### Requirement
Set down the records once more, please, exactly and with the pictures left out.
** BEGIN **
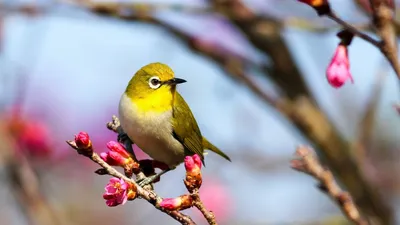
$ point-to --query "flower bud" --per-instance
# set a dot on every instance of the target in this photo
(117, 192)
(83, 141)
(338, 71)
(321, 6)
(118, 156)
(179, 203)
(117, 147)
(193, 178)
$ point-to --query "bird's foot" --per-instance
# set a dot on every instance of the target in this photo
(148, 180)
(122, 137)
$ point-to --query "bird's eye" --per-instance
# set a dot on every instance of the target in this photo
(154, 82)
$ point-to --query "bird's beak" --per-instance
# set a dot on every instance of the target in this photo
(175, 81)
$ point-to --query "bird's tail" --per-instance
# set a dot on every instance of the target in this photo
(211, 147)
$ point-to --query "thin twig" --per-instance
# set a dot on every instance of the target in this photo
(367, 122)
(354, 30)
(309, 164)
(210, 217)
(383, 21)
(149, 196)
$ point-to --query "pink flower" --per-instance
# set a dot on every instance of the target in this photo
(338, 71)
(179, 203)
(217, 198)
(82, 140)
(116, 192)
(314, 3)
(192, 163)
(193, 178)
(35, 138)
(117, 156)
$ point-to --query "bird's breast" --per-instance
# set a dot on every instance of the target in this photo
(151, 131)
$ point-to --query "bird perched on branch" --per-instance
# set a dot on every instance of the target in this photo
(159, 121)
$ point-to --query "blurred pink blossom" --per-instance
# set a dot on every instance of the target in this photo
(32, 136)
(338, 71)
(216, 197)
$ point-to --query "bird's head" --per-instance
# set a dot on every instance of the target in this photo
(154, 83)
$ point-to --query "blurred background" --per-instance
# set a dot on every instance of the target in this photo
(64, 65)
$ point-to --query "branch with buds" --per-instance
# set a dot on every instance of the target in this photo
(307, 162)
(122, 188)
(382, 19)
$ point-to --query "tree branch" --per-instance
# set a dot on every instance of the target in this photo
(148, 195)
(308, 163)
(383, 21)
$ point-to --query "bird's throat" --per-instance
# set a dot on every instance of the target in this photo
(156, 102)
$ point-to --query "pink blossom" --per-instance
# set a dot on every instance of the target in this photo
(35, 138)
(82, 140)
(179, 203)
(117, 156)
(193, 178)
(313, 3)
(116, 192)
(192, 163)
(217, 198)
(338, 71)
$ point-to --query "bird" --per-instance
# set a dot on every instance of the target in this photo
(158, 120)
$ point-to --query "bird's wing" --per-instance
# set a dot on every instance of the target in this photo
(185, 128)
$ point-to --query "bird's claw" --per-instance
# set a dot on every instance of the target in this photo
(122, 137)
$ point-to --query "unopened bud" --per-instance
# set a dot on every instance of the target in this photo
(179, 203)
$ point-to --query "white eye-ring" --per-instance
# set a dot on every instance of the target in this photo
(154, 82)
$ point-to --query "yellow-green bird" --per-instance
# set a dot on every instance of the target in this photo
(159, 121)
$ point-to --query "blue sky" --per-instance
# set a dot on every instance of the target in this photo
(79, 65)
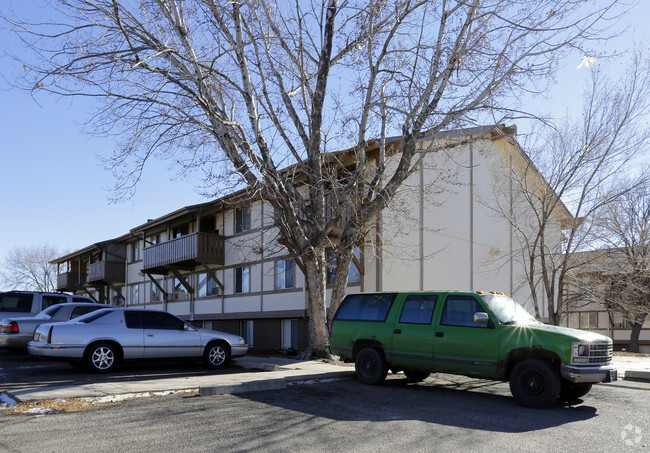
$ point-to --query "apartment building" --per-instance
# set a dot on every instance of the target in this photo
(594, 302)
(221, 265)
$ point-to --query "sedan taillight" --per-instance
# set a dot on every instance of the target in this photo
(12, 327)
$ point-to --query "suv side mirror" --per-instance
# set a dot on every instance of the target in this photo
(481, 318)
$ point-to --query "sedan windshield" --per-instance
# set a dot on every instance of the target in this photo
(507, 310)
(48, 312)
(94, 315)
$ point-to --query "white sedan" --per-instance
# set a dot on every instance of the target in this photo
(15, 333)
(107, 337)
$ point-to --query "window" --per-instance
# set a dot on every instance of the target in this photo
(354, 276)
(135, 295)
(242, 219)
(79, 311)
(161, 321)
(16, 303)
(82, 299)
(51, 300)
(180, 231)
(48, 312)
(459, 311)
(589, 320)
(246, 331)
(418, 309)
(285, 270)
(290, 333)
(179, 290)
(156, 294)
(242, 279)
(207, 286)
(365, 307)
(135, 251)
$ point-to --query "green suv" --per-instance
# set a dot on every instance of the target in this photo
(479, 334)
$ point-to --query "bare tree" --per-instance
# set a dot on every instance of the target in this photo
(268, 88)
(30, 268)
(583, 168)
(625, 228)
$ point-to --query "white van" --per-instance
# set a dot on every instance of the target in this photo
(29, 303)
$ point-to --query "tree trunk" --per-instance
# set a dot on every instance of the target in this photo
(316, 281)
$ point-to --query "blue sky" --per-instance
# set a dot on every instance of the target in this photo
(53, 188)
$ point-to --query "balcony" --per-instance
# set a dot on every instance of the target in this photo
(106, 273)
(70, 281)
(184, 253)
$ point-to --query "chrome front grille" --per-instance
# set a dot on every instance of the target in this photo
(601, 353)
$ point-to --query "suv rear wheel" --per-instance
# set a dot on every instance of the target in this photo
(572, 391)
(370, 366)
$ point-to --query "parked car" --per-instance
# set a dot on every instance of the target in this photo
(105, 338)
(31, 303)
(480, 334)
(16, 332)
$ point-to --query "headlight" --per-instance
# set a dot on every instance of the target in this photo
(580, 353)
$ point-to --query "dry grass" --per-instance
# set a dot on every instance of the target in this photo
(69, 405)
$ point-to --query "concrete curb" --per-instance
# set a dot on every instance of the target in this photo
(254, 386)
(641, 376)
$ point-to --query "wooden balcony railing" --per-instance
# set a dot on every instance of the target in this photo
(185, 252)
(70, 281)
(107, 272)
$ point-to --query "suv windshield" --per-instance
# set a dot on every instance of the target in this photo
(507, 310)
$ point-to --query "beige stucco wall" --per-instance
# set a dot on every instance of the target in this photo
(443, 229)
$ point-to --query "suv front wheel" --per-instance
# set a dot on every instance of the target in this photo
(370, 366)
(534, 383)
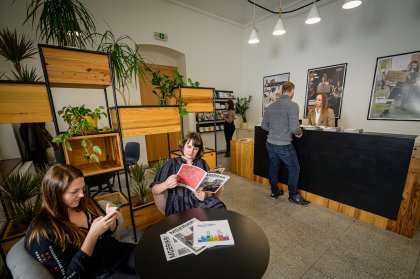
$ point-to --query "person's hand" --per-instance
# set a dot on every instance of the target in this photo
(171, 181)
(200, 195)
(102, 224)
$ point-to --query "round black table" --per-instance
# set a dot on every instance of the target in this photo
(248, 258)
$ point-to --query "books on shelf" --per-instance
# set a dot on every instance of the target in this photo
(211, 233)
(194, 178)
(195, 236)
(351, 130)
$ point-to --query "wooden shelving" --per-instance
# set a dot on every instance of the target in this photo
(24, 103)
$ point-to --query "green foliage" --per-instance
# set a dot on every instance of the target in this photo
** END **
### Task response
$ point-to --query "flower bud" --per-instance
# set a dot on every instance of the target in this photo
(117, 192)
(83, 141)
(338, 71)
(321, 6)
(118, 156)
(179, 203)
(117, 147)
(193, 178)
$ point-to --query "bird's foot" --per-instance
# set a dot on every instance of the target in this photo
(148, 180)
(122, 137)
$ point-to --query "bird's eye" --per-instance
# set a dot on every instance of the target in this photo
(154, 82)
$ point-to --query "bird's beak" --per-instance
# set a dot on every instance of the target in this photo
(175, 81)
$ point-to --query "bird's tail" --per-instance
# set a dot on every instance of the target in this photo
(211, 147)
$ point-to --query "thin twig" --per-instance
# set a dot on every instance of the target in this photo
(367, 122)
(354, 30)
(309, 164)
(210, 217)
(383, 21)
(149, 196)
$ point-to --query "pink flower" --per-instance
# set a dot on every instance of the target in this photo
(338, 71)
(179, 203)
(217, 198)
(82, 140)
(116, 192)
(314, 3)
(192, 163)
(193, 178)
(35, 138)
(117, 156)
$ point-to --query "bird's breast" --per-instance
# set a dot on every instance of the target in this photo
(151, 131)
$ point-to --query "bird perched on branch" --per-instance
# set a dot on every instance of the target in this photo
(159, 121)
$ point-to --query "blurred pink blossom" --per-instance
# set a dot on every instance of the target in this photo
(32, 136)
(338, 71)
(216, 197)
$ point-to --query "bird's head" --per-instance
# set a dot on every instance of the target in this photo
(154, 83)
$ point-to --query "blurred background" --per-instance
# set a dot on every instance of the target in this photo
(64, 65)
$ point-to --query "branch with buds" --per-instance
# set a dot on every instance of the target in this photo
(307, 162)
(122, 188)
(382, 19)
$ point-to --query "tree branch" --per-instance
# set a dot on every instance of the target in this photo
(148, 195)
(308, 163)
(383, 21)
$ point-to --query "bird's throat" --per-instance
# set a dot on every instance of the target in this photo
(156, 102)
$ point-to --query "pink blossom" --per-instance
# set a dot on every instance of the target in this photo
(35, 138)
(82, 140)
(179, 203)
(117, 156)
(193, 178)
(313, 3)
(116, 192)
(192, 163)
(217, 198)
(338, 71)
$ point-to --query "bird" --per-instance
# set a dot on every instance of the target in this photo
(158, 120)
$ point-to --query "bird's wing" --per-instance
# set a dot on every instance of the target in this photo
(185, 128)
$ point-to --query "bird's claw" --per-instance
# set a dot on every instance of the target in this photo
(122, 137)
$ point-to --query "unopened bud" --per-instance
# set a dot on every instance of the target in this photo
(179, 203)
$ point-to --query "white eye-ring" --per-instance
# set a dot on every instance of the target in this photo
(154, 82)
$ point-to --query "yellow-green bird" --per-instance
# set a dot on every instance of the target in this photo
(159, 121)
$ point-to --query "blue sky" --per-instance
# set a dot on every instance of the target in this photo
(79, 65)
$ point-to --query "apartment building" --per-instance
# set a dot on every instance of the target in this photo
(594, 302)
(221, 265)
$ point-to --query "sedan taillight" --per-instance
# set a dot on every instance of the target in this photo
(12, 327)
$ point-to --query "suv side mirror" --per-instance
# set a dot on every instance of the target in this photo
(481, 318)
$ point-to --query "sedan windshield" --per-instance
# set a dot on every instance of the target in this photo
(507, 310)
(48, 312)
(94, 315)
$ point-to --query "white sedan" --per-instance
# set a dot on every instance of the target in this photo
(15, 333)
(107, 337)
$ point-to --query "window" --per-instance
# set a dot on every instance of the target in this photo
(354, 276)
(135, 295)
(242, 219)
(79, 311)
(161, 321)
(16, 303)
(82, 299)
(51, 300)
(180, 231)
(48, 312)
(459, 311)
(589, 320)
(246, 331)
(418, 309)
(285, 270)
(290, 333)
(179, 290)
(156, 294)
(242, 279)
(207, 286)
(365, 307)
(135, 251)
$ point-to --query "green suv" --per-instance
# set a dot on every instance of the target in this photo
(479, 334)
$ point-to --query "bare tree" --per-instance
# set a dot on every instance of the target in this photo
(268, 88)
(30, 268)
(583, 168)
(625, 228)
$ point-to --query "white van" --per-instance
# set a dot on every instance of the target in this photo
(29, 303)
$ point-to --query "tree trunk" --per-instance
# set a dot on every instance of the target in this photo
(316, 281)
$ point-to --query "blue sky" --per-instance
# set a dot on every instance of the target in this photo
(53, 188)
$ point-to --query "balcony" --per-instance
# set a dot on every instance of the target in this photo
(106, 273)
(70, 281)
(184, 253)
$ point-to --query "chrome front grille" --per-instance
# set a dot on every instance of the target in this photo
(601, 353)
$ point-to --query "suv rear wheel" --per-instance
# set a dot on every instance of the target in this photo
(572, 391)
(370, 366)
$ point-to --query "parked car" --per-instance
# set a dot on every instance of the target in this photo
(105, 338)
(31, 303)
(480, 334)
(16, 332)
$ point-to --query "headlight" --per-instance
# set a dot on every instance of the target in this photo
(580, 353)
$ point-to --query "dry grass" --per-instance
# set a dot on every instance of the target in this photo
(69, 405)
$ point-to --query "concrete curb" --per-instance
# set a dot on every instance of the target in this photo
(254, 386)
(641, 376)
$ point-to --query "wooden balcony railing" --per-instance
# set a dot on every instance of the target in this photo
(185, 252)
(70, 281)
(107, 272)
$ point-to --query "suv windshield" --per-instance
# set a dot on every instance of the target in this photo
(507, 310)
$ point-to --query "beige stucco wall" --per-instance
# set a dot on every instance of the target in this photo
(443, 229)
$ point-to --query "suv front wheel" --per-instance
# set a dot on every instance of the target in this photo
(370, 366)
(534, 383)
$ point-to --query "person's hand" --per-instance
# set a dot on every instance of the target in this photo
(171, 181)
(200, 195)
(102, 224)
$ point-to --query "round black table" --per-instance
# set a dot on every instance of the target in this photo
(248, 258)
$ point-to --query "books on shelf" --per-instance
# set a dot on every instance of the target in this photo
(211, 233)
(194, 178)
(195, 236)
(351, 130)
$ point-to --query "wooden shelving" --per-instance
# set a dot on every instance of the target in this photo
(24, 103)
$ point-to --query "green foliage" --per-instance
# set a dot on every instance of the target in this photo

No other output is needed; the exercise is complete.